▶ [What you have to do] In the records below, find the line containing "Task: in the photo below, where can the water" and transcribe it and every line after it exactly; leave the pictures out.

▶ [The data]
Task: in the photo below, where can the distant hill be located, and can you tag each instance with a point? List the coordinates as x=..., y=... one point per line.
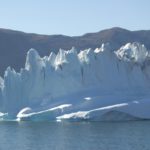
x=15, y=44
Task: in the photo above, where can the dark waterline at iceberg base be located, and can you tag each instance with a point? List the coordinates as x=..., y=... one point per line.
x=95, y=85
x=75, y=136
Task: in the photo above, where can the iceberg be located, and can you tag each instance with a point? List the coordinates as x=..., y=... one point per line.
x=92, y=85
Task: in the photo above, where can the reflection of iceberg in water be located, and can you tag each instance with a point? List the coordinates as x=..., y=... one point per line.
x=92, y=85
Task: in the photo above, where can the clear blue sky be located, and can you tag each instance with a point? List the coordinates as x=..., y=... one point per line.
x=73, y=17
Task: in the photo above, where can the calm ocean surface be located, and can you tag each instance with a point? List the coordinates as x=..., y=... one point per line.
x=134, y=135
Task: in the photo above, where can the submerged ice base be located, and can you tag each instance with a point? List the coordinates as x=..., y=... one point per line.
x=96, y=85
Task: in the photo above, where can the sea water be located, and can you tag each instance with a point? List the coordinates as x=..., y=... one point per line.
x=132, y=135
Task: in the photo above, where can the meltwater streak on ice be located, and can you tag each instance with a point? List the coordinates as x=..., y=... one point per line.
x=56, y=87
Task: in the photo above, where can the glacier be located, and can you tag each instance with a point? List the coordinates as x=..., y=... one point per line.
x=92, y=85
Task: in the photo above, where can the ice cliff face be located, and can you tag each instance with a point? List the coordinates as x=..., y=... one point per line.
x=94, y=85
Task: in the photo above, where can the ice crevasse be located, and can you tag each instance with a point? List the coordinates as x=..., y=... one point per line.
x=92, y=85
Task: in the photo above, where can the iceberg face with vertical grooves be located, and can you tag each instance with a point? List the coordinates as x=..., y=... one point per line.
x=95, y=84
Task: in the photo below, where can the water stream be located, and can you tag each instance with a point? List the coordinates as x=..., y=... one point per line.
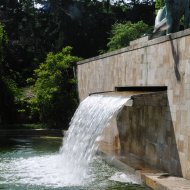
x=75, y=166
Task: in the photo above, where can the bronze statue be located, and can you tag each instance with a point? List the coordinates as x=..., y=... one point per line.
x=168, y=18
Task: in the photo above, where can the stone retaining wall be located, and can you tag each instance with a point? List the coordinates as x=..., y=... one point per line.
x=164, y=61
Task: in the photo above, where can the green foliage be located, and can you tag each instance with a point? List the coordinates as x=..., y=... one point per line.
x=123, y=33
x=55, y=96
x=159, y=4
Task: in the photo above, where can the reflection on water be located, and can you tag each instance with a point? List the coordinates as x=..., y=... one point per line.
x=35, y=163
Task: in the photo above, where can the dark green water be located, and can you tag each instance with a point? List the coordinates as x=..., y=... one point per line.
x=35, y=164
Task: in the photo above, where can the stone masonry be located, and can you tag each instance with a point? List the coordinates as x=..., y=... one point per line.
x=164, y=61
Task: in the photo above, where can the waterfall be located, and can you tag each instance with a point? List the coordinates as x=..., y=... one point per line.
x=89, y=120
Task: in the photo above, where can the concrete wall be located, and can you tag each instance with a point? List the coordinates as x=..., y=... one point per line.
x=164, y=61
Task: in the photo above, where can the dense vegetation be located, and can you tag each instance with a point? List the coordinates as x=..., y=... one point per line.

▶ [Answer area]
Task: in the photo below, where can the water stream be located, and can you tag each instance with a point? List the coordinates as x=..., y=... one point per line.
x=75, y=166
Task: in the photo above, where can the bronze statue be located, and can you tag each instance with a point? List the coordinates as x=..., y=... one point per line.
x=168, y=18
Task: in the photo above, where can the stone retaining wall be located, and can you tag each instance with a point? List the coordinates as x=..., y=... one point per line.
x=164, y=61
Task: in the photo above, where can the green foliage be located, and can you tag each instance with a point? List the coordinates as x=..., y=... one point per line.
x=123, y=33
x=55, y=96
x=159, y=4
Task: in the photo above, where can the reflection on water be located, and can you tag each instance with a point? List the coordinates as x=..., y=... one point per line.
x=35, y=163
Task: in the photo above, where can the dark green water be located, and can you tag each instance with a point? List the coordinates as x=..., y=... one point per line.
x=35, y=164
Task: in the photo above, where can the stone masonry be located, and can you tag each instance with a point? List the coordinates as x=..., y=... one point per line.
x=164, y=61
Task: in the photo above, where can the waterfall be located, and can you tag each instance with a point? List the coordinates as x=..., y=... one point per line.
x=89, y=120
Task: in the photo above, where can the concrete wall be located, and can you tag each instance with a point? List the coordinates as x=..., y=... one point per line.
x=164, y=61
Task: in the photo above, where can the dense vegetation be located, and can you tag each instance with a point? List the coordinates as x=..., y=... one point per line.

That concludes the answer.